#### [PROBLEMA BREVE 1]
Responde estas preguntas según el fragmento sobre el testimonio:
(a) ¿Qué género recupera el testimonio periodístico?
(b) ¿De qué dos autores se mencionan los casos de denuncia de crímenes políticos del Estado?
(c) ¿Qué será el objetivo de la lucha revolucionaria protagonizada por la guerrilla y los subalternos?
#### [PROBLEMA BREVE 2]
Por favor, reproduce sin cambios un pasaje del fragmento sobre el testimonio. Comienza en las palabras que contienen "Si los testimonios etnográficos" y termina después de "los testimonios etnográficos.".

#### [EXTRACTO DEL TEXTO]
------------

Si los testimonios etnográficos nos introducen en las comunidades subalternas con sus actuales luchas, si los testimonios guerrilleros nos revelan las vigas maestras de las olas revolucionarias narradas por sus líderes, en cambio el testimonio periodístico nos interna en las entrañas del Estado criminal y sus delitos políticos, sea en dictadura o democracia. Cada uno de estos modelos adopta el entramado de un género. El testimonio periodístico recupera el policial en tanto introduce la búsqueda de la verdad y el ejercicio de la justicia, mientras el testimonio guerrillero recobra las crónicas y los diarios de campaña, que nos enseñan los avatares de la lucha, y la autobiografía junto a los relatos de aprendizaje, en tanto ejemplos de la formación de líderes populares, se enhebran en los testimonios etnográficos.

El aporte fundamental del testimonio periodístico es mostrar esa otra verdad que es silenciada, que procura ocultarse, tergiversarse o borrarse, consiste en denunciar los crímenes políticos del Estado contra los movimientos de resistencias como los dos casos de Walsh y Poniatowska. Se propone esgrimir otro tipo de justicia que no reside en los Estados. Contra este Estado autoritario y criminal, contra una justicia al servicio de los intereses de los poderosos y contra un periodismo oficial y cómplice se van a levantar los diversos movimientos insurgentes en América Latina. Podríamos decir que con el testimonio periodístico ingresa otro de los actores fundamentales que configuran la arquitectura revolucionaria: la destitución del Estado criminal será el objetivo de la lucha revolucionaria protagonizada por la guerrilla y los subalternos. De este modo, una íntima, profunda y necesaria conexión se establece entre los tres tipos de testimonio que hemos reseñado: configuran el brazo escriturario de la práctica revolucionaria. Y lo hacen no sólo a través de los temas que introducen sino confrontando con la institución literaria hegemónica, a la que consideran de carácter burgués, sólo accesible a una porción letrada de la sociedad latinoamericana y distanciada de la praxis política. A ella le exigen: la apertura de la literatura hacia otros autores y voces (subalternos, informantes, líderes y combatientes revolucionarios, periodistas, etc.), la inclusión de géneros literarios marginales y populares que como el testimonio, el policial, el periodismo, las autobiografías o los diarios de campaña no pertenecen a la “alta” literatura, y el compromiso con los movimientos libertarios del presente para finalmente terminar con los modos de opresión e injusticia sobre vastos sectores de la ciudadanía.

------------

#### [EXTRACTO DE DATOS]

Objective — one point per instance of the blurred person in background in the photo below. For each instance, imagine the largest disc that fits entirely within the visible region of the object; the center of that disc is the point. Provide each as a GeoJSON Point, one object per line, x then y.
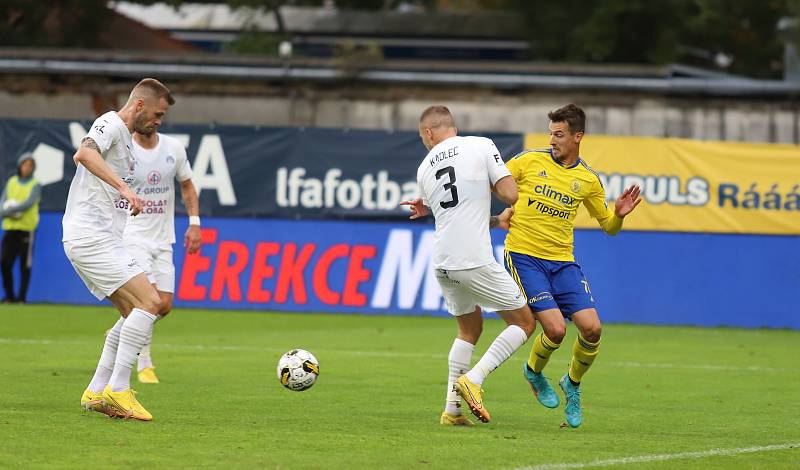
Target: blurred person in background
{"type": "Point", "coordinates": [19, 208]}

------------

#### [RESPUESTA CORRECTA 1]
(a) El policial.
(b) Walsh y Poniatowska.
(c) La destitución del Estado criminal.

#### [RESPUESTA CORRECTA 2]
Si los testimonios etnográficos nos introducen en las comunidades subalternas con sus actuales luchas, si los testimonios guerrilleros nos revelan las vigas maestras de las olas revolucionarias narradas por sus líderes, en cambio el testimonio periodístico nos interna en las entrañas del Estado criminal y sus delitos políticos, sea en dictadura o democracia. Cada uno de estos modelos adopta el entramado de un género. El testimonio periodístico recupera el policial en tanto introduce la búsqueda de la verdad y el ejercicio de la justicia, mientras el testimonio guerrillero recobra las crónicas y los diarios de campaña, que nos enseñan los avatares de la lucha, y la autobiografía junto a los relatos de aprendizaje, en tanto ejemplos de la formación de líderes populares, se enhebran en los testimonios etnográficos.